BEGIN Text block
Then I have to look at getting the 3.3v LDO regulator's load off the 7805's and retool the circuit a bit. The top 7805 is getting too hot for my liking... it's "OW! dammit!" hot.

[MrAl]

Hi again,

Ok, but once you change the resistor you have to recalculate the
effects at high line and low line, and the power rating of the resistor.
Did you do that yet?

Im not sure if you mentioned this yet or not, but what type package
are your LM7805 ic's, TO3 or TO220 ?

[dyarker]

From photo on page 2, it is TO220.

It needs a heatsink.

[MrAl]

Hi again,

Thanks Dale.

smariotti, you will need a heatsink or else reduce power like
you said. You can check the data sheet to find out how much
power the TO220 package can take without a heat sink too.
If you do end up using a heat sink, you also need one for the
other 7805 because that will get hot once it is being used.
Alternately, isolate one of the 7805's with a si pad and proper
mounting hardware and you might be able to mount
the two of them on the same heat sink. This is of course if you
really do need a heat sink (check the data sheet).

[dyarker]

The tab on 7805s is the same as the common reference pin, so one on one side of heatsink, and other on other side, shouldn't be a problem. From the schematic, only one 7805 works at a time.

I suspect (without doing the math) that if the 3.3V regulator input is moved from 5V to 12V/8.2 (via additional diodes), that it would then need a heatsink. (pay sooner, or pay later )

You could do away with one 5V regulator by feeding one LDO 5V regulator by schottkey diodes from 12V/battery. But don't! First investigate a 5V switching module that accepts like 6V to 15V input. That will almost double battery life.

Cheers,

[smariotti]

The tab on 7805s is the same as the common reference pin, so one on one side of heatsink, and other on other side, shouldn't be a problem. From the schematic, only one 7805 works at a time.

I suspect (without doing the math) that if the 3.3V regulator input is moved from 5V to 12V/8.2 (via additional diodes), that it would then need a heatsink. (pay sooner, or pay later )

You could do away with one 5V regulator by feeding one LDO 5V regulator by schottkey diodes from 12V/battery. But don't! First investigate a 5V switching module that accepts like 6V to 15V input. That will almost double battery life.

Cheers,

I'm looking at ways of doing away with one regulator.. and becoming less excited about linear regulators in general and more and more inclined to look at switching regulators like the Linear Tech. one that was referenced earlier in this thread. The 3 output DC/DC stepdown one with SPI interface, salad shredder attachment, and rotary nose clipper. LTC3555?

Also from earlier in the thread was rshayes:

Sometimes you can use diodes to do the switching automatically.

Use a wall wart with enough output voltage to power a battery charger. The output of the battery charger would have a diode between it (anode) and the battery (cathode). When the wall wart is connected, the battery charger will be able to charge the battery through the diode. When the wall wart is disconnected, the battery charger output will be zero, and the diode disconnects it from the battery.
END Text block
BEGIN Extracted material
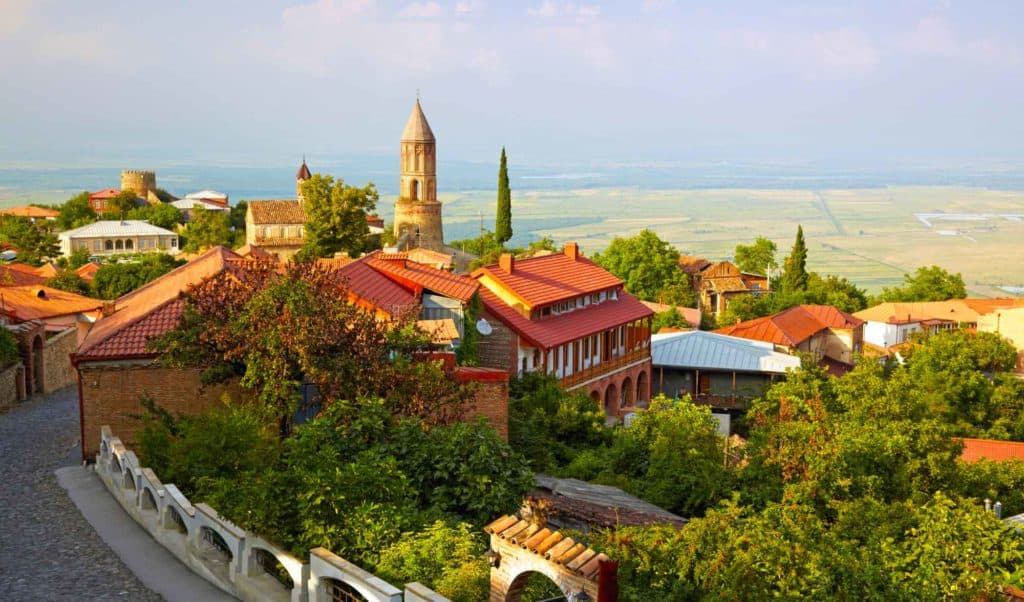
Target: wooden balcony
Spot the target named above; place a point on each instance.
(605, 368)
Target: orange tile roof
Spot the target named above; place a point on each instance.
(16, 274)
(557, 330)
(427, 277)
(35, 302)
(975, 449)
(32, 212)
(793, 326)
(87, 271)
(549, 278)
(151, 310)
(286, 211)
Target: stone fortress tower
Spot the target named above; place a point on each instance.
(302, 175)
(417, 212)
(142, 182)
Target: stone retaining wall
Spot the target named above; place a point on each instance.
(241, 563)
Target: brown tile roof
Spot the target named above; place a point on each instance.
END Extracted material
List each distinct username that appears in square brackets in the voltage regulator forum thread.

In response.
MrAl, dyarker, smariotti